* _Problem_
In the post on the Star Trek movie that could have been, in what year was the Leverage episode "First Contact" that Jonathan Frakes directed released?

Document extract Block Start

Friday, January 16, 2015

The Star Trek Movie That Could Have Been

Since I've adopted the more civilized practice of watching TV programs on DVD (or when more convenient, online), life has been better.  But in this tweeting-hysteria world, I'm out of step with what others are watching.  Nevertheless, sometimes there's a coincidence with what I've just seen, and something happening in the world of now.

That was the case recently when my viewing of the first disk of the fifth season of the TNT series Leverage coincided with the moment that the next Star Trek movie didn't have a director anymore.

In that moment (or those few days) there were stories that some fans wanted Jonathan Frakes to direct the 50th anniversary movie--and he enthusiastically agreed. Reportedly he let Paramount know he wanted to do it.

 It was about then that I watched his direction of "First Contact."  No, not the Star Trek movie--the one that's generally regarded as one of the best, that Frakes directed.  The 2012 episode of Leverage that Frakes directed.

The story isn't that important (dishonest tech mogol tricked into believing he's been contacted by aliens), just the date: 2012.  That was just a bit more than two years ago, as opposed to the 18 years since Star Trek: First Contact. 

Much of the positive response to the idea of Frakes directing the next Trek film had to do with his connections to the Trek past, as part of the Next Generation that had direct contact with Gene Roddenberry, and worked with members of Star Trek crews of all its eras, from the fictional 22nd to the 24th centuries.  He knows how to make Star Trek, as opposed to just movies.

Which seems both true and very important to me.  But what maybe got lost is that while he'd directed about a dozen episodes of  the three Trek series on the air in the early 90s before he directed First Contact, he's been directing films and especially television ever since.  In fact, a glance as his IMDB profile suggests he's done much of his directing since 2010.

Document extract Block End
Data shown Block Start

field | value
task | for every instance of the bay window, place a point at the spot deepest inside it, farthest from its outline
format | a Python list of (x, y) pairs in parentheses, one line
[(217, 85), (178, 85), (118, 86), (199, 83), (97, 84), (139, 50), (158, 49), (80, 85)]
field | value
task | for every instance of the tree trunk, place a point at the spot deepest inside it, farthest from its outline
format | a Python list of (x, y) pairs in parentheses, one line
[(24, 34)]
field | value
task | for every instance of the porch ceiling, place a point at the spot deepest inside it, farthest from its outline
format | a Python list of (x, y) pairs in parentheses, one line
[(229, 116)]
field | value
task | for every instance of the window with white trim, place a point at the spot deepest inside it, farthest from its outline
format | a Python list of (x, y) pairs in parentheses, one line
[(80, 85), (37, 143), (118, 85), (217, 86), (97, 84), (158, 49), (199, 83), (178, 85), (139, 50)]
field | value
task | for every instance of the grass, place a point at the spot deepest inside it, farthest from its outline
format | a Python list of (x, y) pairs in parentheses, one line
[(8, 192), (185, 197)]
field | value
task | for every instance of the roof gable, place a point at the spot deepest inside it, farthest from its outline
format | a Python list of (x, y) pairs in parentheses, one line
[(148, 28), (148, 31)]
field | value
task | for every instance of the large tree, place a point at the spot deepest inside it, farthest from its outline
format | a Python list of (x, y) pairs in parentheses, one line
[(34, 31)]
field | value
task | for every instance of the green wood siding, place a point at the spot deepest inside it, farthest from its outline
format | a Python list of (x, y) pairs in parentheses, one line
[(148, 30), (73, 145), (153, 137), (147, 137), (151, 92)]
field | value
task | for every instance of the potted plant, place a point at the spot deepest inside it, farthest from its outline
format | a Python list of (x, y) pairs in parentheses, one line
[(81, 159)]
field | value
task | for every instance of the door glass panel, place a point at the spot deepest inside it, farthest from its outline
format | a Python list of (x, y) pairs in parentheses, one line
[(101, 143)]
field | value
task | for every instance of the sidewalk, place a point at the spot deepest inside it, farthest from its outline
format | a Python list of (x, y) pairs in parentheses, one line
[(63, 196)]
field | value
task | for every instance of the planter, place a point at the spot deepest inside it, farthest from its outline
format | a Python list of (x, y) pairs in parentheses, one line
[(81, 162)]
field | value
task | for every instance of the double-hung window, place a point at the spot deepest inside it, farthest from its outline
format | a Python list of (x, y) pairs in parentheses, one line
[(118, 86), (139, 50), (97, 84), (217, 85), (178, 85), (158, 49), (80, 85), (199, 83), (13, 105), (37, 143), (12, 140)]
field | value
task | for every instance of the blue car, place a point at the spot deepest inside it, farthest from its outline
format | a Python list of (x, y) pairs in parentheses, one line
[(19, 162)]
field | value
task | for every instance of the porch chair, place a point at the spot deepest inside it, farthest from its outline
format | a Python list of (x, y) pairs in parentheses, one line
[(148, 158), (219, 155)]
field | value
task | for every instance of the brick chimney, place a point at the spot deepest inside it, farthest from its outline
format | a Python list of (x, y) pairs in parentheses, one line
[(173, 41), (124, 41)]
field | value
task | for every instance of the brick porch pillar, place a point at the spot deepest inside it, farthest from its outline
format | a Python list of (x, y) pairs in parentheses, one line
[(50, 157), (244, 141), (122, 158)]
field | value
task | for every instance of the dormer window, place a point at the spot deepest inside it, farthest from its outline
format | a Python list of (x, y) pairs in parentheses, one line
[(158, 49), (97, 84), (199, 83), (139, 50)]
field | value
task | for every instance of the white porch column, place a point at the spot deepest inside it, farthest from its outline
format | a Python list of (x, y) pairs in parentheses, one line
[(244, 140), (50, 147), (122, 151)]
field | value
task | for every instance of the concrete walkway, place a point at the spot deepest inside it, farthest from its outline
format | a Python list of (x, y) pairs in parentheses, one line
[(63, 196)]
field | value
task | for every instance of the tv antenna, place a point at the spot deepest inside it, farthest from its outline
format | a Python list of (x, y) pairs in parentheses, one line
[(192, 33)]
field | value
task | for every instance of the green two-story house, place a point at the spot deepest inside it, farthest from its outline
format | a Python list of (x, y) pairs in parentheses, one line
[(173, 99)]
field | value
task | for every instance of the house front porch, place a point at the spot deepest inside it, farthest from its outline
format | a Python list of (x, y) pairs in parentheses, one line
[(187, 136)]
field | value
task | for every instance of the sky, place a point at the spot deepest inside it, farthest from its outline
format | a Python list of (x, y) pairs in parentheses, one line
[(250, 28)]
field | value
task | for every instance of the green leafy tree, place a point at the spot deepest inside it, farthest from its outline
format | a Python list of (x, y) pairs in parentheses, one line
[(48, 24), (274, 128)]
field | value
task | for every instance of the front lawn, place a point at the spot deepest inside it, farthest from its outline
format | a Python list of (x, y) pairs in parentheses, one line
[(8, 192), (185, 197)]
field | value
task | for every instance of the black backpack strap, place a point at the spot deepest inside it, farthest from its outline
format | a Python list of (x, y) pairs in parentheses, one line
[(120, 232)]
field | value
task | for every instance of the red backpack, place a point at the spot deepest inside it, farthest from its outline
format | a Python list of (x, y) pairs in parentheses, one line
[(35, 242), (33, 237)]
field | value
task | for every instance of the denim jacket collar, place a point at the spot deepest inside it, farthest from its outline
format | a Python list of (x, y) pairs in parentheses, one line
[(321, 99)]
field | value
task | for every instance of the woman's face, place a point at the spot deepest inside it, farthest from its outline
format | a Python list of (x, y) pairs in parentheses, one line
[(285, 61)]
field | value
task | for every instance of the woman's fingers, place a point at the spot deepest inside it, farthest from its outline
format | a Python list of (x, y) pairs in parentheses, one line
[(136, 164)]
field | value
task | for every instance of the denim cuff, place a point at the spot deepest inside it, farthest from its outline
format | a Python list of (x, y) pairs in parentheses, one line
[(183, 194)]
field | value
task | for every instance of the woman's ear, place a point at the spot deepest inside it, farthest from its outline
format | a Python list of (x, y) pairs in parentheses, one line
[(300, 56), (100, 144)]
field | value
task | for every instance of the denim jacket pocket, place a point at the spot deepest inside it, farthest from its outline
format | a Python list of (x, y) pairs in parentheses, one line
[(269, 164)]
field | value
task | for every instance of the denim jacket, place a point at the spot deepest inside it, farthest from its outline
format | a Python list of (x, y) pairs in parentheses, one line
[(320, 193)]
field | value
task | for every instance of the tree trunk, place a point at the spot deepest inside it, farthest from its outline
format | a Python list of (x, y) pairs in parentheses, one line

Data shown Block End
Data shown Block Start

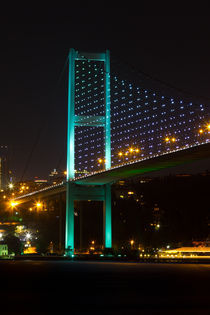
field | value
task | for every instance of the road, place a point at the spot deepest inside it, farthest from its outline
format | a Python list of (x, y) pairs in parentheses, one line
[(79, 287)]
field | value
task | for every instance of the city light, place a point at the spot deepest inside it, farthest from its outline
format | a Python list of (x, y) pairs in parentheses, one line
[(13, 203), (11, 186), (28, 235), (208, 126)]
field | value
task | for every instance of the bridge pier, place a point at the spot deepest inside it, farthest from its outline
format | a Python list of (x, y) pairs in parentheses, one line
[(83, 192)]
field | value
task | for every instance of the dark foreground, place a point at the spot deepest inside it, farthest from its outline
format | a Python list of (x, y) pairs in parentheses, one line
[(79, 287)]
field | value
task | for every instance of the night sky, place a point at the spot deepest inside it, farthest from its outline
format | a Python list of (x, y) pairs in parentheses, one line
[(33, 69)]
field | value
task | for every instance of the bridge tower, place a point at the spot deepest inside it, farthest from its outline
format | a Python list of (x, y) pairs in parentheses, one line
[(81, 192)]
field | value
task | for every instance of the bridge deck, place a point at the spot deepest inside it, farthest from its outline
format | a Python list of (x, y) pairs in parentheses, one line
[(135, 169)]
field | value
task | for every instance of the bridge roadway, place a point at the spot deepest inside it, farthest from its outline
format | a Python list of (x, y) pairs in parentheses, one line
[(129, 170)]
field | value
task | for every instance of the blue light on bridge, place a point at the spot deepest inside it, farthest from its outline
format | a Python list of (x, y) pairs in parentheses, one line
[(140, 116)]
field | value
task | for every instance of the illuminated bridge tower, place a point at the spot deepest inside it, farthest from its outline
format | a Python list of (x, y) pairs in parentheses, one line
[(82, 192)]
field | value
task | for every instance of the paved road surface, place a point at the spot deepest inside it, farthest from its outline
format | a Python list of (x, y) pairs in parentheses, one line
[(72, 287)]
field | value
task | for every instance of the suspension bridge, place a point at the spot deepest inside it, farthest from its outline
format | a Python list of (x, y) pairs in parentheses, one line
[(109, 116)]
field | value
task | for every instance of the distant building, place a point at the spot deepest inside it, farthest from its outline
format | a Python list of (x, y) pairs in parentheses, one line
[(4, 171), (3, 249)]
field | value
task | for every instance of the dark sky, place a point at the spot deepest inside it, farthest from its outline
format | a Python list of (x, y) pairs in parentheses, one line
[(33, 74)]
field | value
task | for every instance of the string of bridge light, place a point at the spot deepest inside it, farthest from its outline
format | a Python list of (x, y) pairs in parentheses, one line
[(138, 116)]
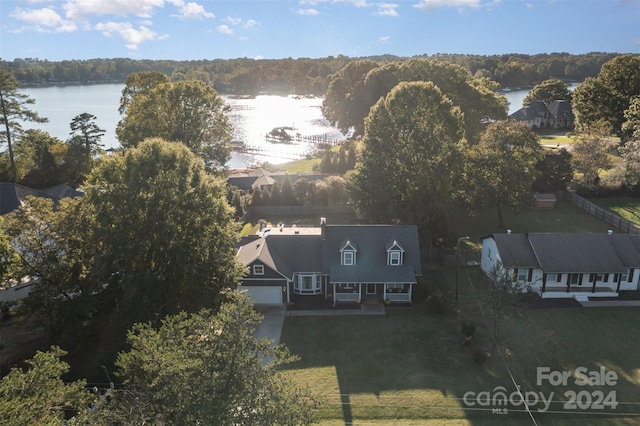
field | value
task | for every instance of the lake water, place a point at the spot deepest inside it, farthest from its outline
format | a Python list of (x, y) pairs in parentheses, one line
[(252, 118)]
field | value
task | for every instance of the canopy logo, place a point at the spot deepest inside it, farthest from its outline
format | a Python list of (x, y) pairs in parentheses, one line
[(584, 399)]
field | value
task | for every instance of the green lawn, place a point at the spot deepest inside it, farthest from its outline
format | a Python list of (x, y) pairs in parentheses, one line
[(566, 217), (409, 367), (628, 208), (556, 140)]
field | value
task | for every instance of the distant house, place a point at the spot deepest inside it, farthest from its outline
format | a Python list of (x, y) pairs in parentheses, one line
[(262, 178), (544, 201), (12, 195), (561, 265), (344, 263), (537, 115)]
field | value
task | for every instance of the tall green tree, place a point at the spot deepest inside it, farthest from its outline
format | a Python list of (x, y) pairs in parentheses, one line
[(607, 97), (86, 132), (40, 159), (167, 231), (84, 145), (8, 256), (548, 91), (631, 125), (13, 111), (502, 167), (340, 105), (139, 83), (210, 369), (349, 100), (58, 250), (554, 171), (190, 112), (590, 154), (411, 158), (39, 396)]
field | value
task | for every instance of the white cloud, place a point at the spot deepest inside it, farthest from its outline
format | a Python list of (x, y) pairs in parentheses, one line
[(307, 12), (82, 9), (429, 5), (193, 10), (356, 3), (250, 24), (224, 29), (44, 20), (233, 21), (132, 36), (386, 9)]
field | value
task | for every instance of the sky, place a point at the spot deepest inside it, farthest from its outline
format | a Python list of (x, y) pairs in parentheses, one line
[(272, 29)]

Data shown Block End
Data shown Block Start

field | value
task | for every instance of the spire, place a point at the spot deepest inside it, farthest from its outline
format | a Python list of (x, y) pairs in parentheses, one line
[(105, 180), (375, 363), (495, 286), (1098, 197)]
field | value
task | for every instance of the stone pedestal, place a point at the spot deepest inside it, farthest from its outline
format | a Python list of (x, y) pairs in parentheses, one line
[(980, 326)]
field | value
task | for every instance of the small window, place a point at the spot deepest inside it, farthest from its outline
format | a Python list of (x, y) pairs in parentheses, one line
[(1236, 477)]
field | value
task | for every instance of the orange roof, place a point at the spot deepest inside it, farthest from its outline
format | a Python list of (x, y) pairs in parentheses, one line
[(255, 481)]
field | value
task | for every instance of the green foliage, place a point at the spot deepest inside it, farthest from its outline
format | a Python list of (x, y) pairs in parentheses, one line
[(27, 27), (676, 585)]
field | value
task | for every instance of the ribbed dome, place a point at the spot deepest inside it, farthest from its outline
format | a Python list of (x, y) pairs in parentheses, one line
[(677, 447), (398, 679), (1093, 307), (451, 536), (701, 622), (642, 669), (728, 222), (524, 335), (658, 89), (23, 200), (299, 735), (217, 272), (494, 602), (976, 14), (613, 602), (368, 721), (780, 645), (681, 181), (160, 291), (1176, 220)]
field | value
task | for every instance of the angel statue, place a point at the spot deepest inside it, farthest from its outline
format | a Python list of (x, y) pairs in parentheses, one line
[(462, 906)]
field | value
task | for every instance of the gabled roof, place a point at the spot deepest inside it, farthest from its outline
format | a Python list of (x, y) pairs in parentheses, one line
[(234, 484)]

Data shown Block End

* _Completed task_
2012